### Document passage
+===+

This post isn’t about diagnoses. I’ve been thinking a lot recently about what is underneath all my behaviours. Why did I develop mental health issues?
I believe that I struggle to form boundaries with people in my life. If I become attached, then I want people’s care and conversation as much as possible, but I never know where the line is. I put myself last in order to do things for other people, as I struggle to say no to people.
I am also not terribly affected by social trends. While that means I have my own opinions about life, it does mean I have no problem ignoring social occasions if I don’t feel like it. Isolating becomes easy if you don’t feel the need to be “cool” or do something because “everyone else is”.
I also hate negative emotions. They are overwhelming and disabling for me. I can’t articulate my feelings at the times when it would be most beneficial, so everything is stuck in my mind.
I am a perfectionist. I set high standards for myself and never feel satisfied. I am very good at comparing myself against others- always coming out worse off, but very bad at praising my own work.
And finally: I am exceptional at only thinking in extremes. I have never really experienced the middle ground. I don’t remember life before my struggle, so all that’s left is my beliefs about success and failure. There’s no grey between the two….
Nobody is probably going to read this, but I’ve thought about having a day each week to devote a post to positive content. I want to spread useful info, and be able to use my blog to express things I’ve personally learned along my journey.
Anxiety sucks. It really makes you feel useless. You can’t escape, you can’t control it, you feel something that most people don’t feel anything about.
Whatever your anxiety focuses on, I’ve learned that it builds up quietly. Recognise yourself overthinking, perhaps feel a bit flustered, or whatever the signs are for you.
When anxiety strikes I do one of these:
1. Breathe in for 3, out for 4 (or anything with a longer exhale than inhale)
2. Write down every anxious thought and throw the paper away
3. Think of a calm place. Imagine the details. Describe the colours of things in your mind. Count how many trees (insert your own) there are.
Anxiety is adrenaline; it feels so intense, but the reality is calm. Know that anxiety physiologically WILL pass. The body naturally lowers anxiety levels.
I just wanted to say how grateful I am for this website. To think that even one person reads my posts makes me feel less alone with my struggles.
I also hope that my blog allows other people like me to realise that other people are just like you, and that recovery is achievable.
I feel a connection to people I’ve never met, and a strong desire to support anyone who takes the time to read my posts. I love getting comments, and I hope that people find comfort in writing and reading blogs.. I know I do!

+===+

### Material provided
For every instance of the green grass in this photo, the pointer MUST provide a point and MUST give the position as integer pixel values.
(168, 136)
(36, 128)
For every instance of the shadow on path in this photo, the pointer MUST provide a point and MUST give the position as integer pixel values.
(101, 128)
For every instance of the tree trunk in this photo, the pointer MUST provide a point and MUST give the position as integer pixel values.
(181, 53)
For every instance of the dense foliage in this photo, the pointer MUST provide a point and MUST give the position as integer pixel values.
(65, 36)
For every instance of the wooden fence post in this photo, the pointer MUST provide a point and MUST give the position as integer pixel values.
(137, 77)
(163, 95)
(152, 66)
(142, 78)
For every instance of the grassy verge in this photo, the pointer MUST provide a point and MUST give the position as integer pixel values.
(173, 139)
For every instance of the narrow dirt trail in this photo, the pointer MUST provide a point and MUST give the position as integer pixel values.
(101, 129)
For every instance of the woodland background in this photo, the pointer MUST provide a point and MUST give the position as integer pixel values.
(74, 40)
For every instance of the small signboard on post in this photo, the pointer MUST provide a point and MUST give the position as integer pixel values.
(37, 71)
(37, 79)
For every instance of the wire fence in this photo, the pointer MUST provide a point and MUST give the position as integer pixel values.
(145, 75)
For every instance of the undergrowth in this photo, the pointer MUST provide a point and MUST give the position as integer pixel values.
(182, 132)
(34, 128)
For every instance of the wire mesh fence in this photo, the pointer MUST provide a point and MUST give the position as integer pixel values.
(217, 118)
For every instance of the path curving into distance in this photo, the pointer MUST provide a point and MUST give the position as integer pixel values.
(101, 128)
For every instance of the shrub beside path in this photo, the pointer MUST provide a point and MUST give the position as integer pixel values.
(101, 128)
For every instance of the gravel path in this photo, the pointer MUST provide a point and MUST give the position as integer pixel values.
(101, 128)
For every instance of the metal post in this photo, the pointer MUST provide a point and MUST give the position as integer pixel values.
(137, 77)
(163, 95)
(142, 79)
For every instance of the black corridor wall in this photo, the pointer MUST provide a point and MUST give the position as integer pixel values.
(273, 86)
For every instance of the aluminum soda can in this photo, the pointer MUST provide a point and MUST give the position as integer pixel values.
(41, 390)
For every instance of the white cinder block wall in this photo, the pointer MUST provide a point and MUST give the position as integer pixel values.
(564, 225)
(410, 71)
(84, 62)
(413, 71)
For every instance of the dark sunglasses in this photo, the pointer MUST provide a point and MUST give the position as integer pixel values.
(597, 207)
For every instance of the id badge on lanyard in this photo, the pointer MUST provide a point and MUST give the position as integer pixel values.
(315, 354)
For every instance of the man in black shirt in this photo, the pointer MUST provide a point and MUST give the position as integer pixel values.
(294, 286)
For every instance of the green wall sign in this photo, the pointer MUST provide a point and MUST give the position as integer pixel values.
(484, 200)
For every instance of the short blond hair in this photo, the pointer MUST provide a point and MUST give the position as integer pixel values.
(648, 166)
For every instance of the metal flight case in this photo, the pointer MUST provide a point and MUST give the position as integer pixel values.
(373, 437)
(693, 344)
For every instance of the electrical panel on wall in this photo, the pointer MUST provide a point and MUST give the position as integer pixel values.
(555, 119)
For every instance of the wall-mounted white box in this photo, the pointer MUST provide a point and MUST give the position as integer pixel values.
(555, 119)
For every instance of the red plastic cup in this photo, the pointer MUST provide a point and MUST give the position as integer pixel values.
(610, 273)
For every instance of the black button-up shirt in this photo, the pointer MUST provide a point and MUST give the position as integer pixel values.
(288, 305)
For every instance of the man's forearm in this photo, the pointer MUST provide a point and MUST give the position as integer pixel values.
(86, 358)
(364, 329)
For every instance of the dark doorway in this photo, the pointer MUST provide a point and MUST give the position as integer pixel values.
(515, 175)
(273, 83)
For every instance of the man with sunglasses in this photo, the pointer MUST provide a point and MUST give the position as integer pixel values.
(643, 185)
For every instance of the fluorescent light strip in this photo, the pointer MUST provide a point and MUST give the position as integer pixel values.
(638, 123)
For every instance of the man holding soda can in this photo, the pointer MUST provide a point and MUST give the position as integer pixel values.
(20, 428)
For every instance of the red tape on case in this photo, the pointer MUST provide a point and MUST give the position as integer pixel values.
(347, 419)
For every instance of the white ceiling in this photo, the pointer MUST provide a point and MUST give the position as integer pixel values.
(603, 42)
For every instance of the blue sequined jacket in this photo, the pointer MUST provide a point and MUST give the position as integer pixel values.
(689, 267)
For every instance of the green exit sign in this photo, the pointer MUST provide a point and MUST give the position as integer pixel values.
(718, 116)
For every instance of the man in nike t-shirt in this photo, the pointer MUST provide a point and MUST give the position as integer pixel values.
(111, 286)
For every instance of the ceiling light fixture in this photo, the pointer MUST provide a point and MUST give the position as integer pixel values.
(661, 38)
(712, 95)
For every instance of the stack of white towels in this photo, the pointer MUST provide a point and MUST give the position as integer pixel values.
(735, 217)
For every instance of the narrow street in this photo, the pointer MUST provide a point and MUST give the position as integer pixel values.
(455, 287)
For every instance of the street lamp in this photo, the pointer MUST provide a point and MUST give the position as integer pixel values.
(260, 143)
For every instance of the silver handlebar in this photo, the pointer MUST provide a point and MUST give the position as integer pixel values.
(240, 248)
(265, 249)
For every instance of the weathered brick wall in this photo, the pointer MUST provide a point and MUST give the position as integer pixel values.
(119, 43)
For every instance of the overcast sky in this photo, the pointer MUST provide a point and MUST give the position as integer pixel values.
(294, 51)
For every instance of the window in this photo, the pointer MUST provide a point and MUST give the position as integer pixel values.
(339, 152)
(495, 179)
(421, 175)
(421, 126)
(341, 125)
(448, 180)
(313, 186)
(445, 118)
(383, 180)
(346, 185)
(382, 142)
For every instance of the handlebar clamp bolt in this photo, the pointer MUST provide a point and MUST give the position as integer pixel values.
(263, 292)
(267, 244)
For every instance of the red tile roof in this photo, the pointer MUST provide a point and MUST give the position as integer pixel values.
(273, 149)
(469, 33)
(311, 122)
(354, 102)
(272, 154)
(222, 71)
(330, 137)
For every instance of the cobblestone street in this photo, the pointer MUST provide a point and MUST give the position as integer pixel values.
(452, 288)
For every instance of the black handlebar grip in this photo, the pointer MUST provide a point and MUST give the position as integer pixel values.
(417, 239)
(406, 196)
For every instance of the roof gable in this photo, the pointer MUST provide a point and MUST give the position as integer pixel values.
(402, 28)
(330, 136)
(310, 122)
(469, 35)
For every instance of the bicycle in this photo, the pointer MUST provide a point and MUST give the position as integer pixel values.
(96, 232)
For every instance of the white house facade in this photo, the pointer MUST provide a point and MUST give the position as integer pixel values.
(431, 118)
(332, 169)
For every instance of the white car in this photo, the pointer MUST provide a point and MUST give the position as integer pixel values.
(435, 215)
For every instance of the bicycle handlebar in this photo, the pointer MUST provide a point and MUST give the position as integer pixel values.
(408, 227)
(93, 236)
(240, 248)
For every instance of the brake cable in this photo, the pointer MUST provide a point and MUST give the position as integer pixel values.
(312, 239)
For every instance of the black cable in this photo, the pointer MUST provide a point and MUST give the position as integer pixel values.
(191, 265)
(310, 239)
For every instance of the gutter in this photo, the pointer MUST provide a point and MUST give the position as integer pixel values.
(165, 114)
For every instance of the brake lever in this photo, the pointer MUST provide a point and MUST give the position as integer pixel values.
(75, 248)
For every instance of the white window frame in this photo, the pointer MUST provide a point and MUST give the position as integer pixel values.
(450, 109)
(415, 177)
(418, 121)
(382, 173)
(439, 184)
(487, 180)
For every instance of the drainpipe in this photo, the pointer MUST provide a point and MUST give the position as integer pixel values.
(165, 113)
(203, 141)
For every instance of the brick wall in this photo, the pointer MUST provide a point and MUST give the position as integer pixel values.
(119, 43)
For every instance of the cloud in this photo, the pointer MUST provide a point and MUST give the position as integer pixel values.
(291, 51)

+===+

### Tasks
• a. Transcribe the mental health blog post between "Anxiety is adrenaline;" and "recovery is achievable.", inclusive.
• b. Write the next part of the mental health blog post, picking up after its final sentence.

### Answers for the exercise
• a.
Anxiety is adrenaline; it feels so intense, but the reality is calm. Know that anxiety physiologically WILL pass. The body naturally lowers anxiety levels.
I just wanted to say how grateful I am for this website. To think that even one person reads my posts makes me feel less alone with my struggles.
I also hope that my blog allows other people like me to realise that other people are just like you, and that recovery is achievable.

• b.
I struggle so much to identify and articulate my feelings aloud, so this is of massive importance to me.
Thank you for following me 🙂
I know being on a diet can make you obsess over food, or develop lethargy from under eating, but the person in my life who diets think that they understand everything about eating disorders.
Knowing about calories doesn’t mean you know how it feels to eat when you have an eating disorder.
Your taste buds are soaring as the piece of food hits your tongue. Everything tastes different after restriction in my eating disorder. My body craves food in a way that makes it feel like a drug.
But the moment of flavour and enjoyment passes. It’s like you can feel the weight and fat crawling all over you. It’s too much. You can’t think about anything but making it all ok. You have to do something. Thoughts race.
Purge. Exercise. Restrict more. Anything. Now.
It’s the adrenaline that fear brings which makes you almost lose touch with reality. Soon, everyday is about this avoidance of food, the moment of eating and then immediate regret.
That’s not like a diet.
We all have those memories of specific things people said in the past. For me, the easiest ones to access are all the bad ones. In under ten seconds I could easily rattle off a list of condemning, spiteful things I’ve been told by others. To turn it around, tonight I am posting all those painful ones alongside some of my best memories.
1. You are selfish
2. You are greedy
3. You are fat
4. She did better than you
5. You’ve messed up
6. If you don’t want to get fat then why don’t you stop eating?!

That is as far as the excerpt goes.